本文抜粋:
%%

研究課題/領域番号 |
21K20302
|
研究機関 | 大阪市立大学 |
研究代表者 |
川坂 健人 大阪市立大学, 大学院理学研究科, 特任講師 (60908416)
|
研究期間 (年度) |
2021-08-30 – 2023-03-31
|
キーワード | カワスズメ科魚類 / グッピー / 個体識別 / 顔認知 / 異人種効果 / 中枢神経基盤 |
研究実績の概要 |
本研究は、タンガニイカ湖産カワスズメ科魚類をはじめとする多様な生態や社会をもつ魚類を対象とし、かれらの個体間関係を成立・維持させる認知能力を探求する。具体的な方策は、①実験心理学的アプローチ:他者を個々に認識する「真の個体識別」や「視線追従能力」を魚類で検証し、さらに個体識別がどのような認知様式で行われるか「顔の倒立効果」や「異人種効果」といった現象を通じて解明する。②行動生態学的アプローチ:野外にて①の対象種を観察し、社会構造の複雑さとこれらの認知能力の関連を系統分析的手法から評価する。③神経生理学的アプローチ:顔認知や個体識別に特異的な脳領域の初歩的な探索を行う。という3つのアプローチを採択している。 ①はおおむね計画通りに進展しており、とりわけ魚類の顔認知研究については一定の成果を得た。第一に、顔の模様パターンに地域変異のある協同繁殖魚Neolamprologus pulcherを対象とし、自身とは異なる模様パターンの地域個体群の識別が、自身と同じ場合と比べて困難であるかを検証した。これは、普段交流のない人種の顔は見分けづらいという「異人種効果」に相当するものであり、顔認知能力が経験により発達することを示唆する。本研究は第69回日本生態学会大会などで発表し、現在も実験を継続中である。また、従来対象としていたN. pulcherとは系統・生態が大きく異なるグッピー(Poecilia reticulata)で「顔の倒立効果」を検証し、ヒトの顔認知様式の共通性や、魚類における普遍性を確認する結果が得られた。この成果については、現在、投稿準備中である。 2021年は新型コロナウイルス流行の影響もあり、他機関との連携や野外への滞在を必要とする②③については、所属機関内で完結する予備的な実験および文献調査、研究計画の立案に注力した。
|
現在までの達成度 (区分) |
現在までの達成度 (区分)
2: おおむね順調に進展している
理由
実績概要にも述べたとおり、2021年は新型コロナウィルスの影響から②③に関しては予備実験や文献調査、実験計画立案に留まった。しかし、②については共同研究者である佐藤駿氏(総合研究大学院大学)らとディスカッションを行い、タンガニイカ湖での調査に関して具体的な方針を定め、現地到着後すぐさま研究を実行できるような体制を整えることができた。③については対象種をN. pulcherとホンソメワケベラ(Labroides dimidiatus)に決定し、また予備実験から想定していた実験パラダイムが実際に適用可能であると確認できた。少数ながらも神経生理学的分析に必要な脳サンプルも得たため、本年の研究活動につながる成果は得られた。 また、①については当初の内容は計画通り進展しており、追加で「魚類における他者の姿イメージと概念」というテーマを設けその予備実験を行うなど、一部計画以上に進展している箇所もある。

%%

自然言語による領域の説明:

%%

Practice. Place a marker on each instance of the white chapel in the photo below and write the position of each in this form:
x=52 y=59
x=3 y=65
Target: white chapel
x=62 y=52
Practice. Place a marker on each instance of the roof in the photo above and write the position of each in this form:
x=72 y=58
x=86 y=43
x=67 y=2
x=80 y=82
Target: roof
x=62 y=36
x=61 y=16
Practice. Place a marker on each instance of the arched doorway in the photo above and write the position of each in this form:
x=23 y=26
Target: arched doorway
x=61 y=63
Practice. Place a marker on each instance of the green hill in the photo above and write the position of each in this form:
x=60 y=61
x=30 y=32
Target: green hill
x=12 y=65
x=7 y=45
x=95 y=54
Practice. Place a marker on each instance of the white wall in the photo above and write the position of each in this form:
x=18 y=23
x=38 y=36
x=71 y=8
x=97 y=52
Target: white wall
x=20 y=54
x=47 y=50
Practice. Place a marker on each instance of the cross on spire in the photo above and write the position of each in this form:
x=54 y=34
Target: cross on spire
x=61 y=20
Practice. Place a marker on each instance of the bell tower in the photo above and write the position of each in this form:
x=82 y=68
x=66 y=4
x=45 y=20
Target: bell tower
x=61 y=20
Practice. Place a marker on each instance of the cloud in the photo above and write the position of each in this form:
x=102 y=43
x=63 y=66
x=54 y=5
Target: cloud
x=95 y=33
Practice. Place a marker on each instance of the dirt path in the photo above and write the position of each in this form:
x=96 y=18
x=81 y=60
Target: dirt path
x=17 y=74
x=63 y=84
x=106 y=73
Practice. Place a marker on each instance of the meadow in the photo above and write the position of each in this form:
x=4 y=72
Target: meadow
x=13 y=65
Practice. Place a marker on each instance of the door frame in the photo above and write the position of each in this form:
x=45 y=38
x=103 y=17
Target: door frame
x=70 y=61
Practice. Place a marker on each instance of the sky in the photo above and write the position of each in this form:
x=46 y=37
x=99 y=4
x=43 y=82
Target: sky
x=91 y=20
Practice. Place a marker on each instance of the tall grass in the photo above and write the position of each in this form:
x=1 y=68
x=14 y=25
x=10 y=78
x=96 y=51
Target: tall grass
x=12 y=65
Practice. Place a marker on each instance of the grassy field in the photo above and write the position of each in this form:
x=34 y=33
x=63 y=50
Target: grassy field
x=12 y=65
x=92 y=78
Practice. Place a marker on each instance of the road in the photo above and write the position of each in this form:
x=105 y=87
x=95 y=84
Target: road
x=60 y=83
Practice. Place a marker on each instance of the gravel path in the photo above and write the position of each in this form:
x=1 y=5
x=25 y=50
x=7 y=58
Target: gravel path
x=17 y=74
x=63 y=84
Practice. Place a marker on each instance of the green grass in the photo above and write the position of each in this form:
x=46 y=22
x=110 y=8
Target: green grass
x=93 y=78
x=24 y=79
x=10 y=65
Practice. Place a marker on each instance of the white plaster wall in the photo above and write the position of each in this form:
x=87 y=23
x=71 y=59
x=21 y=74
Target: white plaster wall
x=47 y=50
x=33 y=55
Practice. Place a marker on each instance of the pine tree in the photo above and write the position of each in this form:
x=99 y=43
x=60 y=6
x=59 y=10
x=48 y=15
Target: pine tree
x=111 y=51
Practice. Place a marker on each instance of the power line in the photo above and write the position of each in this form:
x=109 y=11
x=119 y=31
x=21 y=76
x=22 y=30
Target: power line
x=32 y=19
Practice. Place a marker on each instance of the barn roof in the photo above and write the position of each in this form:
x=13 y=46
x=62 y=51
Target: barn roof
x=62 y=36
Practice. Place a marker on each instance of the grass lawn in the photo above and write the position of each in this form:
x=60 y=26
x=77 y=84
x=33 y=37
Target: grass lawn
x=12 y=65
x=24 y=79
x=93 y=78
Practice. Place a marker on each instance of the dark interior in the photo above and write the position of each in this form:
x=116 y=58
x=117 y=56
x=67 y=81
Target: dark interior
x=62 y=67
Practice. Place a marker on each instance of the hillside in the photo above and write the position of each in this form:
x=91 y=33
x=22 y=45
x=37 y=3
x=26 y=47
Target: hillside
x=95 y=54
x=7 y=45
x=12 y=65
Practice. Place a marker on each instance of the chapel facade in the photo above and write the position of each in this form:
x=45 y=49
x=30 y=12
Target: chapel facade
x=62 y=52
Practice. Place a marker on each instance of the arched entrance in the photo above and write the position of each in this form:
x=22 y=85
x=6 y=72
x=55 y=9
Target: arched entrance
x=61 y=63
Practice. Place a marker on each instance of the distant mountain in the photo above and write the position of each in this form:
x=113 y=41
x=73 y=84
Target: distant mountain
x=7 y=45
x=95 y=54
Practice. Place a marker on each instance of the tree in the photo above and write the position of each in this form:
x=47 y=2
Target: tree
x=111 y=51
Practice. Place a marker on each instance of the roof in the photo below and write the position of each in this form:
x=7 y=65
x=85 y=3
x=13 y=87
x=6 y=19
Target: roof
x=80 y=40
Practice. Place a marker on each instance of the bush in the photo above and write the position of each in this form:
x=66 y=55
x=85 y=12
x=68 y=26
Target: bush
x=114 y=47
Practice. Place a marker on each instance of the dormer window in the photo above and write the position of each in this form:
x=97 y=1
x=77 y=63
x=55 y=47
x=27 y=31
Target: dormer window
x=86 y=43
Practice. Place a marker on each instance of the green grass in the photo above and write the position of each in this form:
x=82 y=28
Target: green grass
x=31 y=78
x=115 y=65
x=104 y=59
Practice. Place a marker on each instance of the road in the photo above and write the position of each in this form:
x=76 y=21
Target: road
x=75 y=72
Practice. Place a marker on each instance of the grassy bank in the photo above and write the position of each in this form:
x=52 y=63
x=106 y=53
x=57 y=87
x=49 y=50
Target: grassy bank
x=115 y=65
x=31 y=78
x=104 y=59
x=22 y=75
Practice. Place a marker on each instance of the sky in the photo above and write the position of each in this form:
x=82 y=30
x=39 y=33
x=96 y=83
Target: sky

%%

魚類の認知能力に関する研究報告の本文を、最後の文の後から書き進めてください。 データは本課題には必要ありません。

記述回答:
|
今後の研究の推進方策 |
2021年度は予備的な内容にとどまった②③の研究を加速させる。 海外渡航が可能になり次第、ザンビア共和国に渡航しタンガニイカ湖において②に関する野外調査を実施する。具体的には、スクーバ潜水による行動観察とサンプルの採集、および現地での飼育実験である。カワスズメ科Lamprologinii族を対象に、社会構造の複雑さや個体間インタラクションの多寡に注目した観察、顔模様の有無と集団内での変異量の計測など、既知個体・未知個体の弁別実験などから、生態及び社会と認知能力の関係性を検討するために必要となるデータを収集する。帰国後は系統分析的手法からデータを分析し、論文にまとめて投稿する。 また、国内他大学の共同研究者の助言のもと、神経生理学的手法をもちいて脳サンプルを解析する。社会行動(他個体の顔の弁別)とオブジェクトの弁別で活動する脳領域を比較することで、顔神経のような社会的認知能力の基盤となる脳神経を特定する。これは大阪公立大学の所属研究室で実施する予定であるが、可能であれば共同研究者を訪問し、分析手法を直接習得したい。
|
次年度使用額が生じた理由 |
新型コロナウイルスの影響により、当初予定していた国際学会がオンライン開催となったほか、他大学の臨海実習施設が使用できず野外調査を延期することになった。そのため、それらに必要となる渡航費や、フィールドワークに使用する機器(潜水機材、空気ボンベの充填費用など)、施設利用料などの支払いが生じなかった。 当該年度の遅れを取り戻すため、本年は野外での調査期間を延長するほか、代替の国際学会であるISBE2022などに参加する予定であり、次年度使用額はこれに充当する。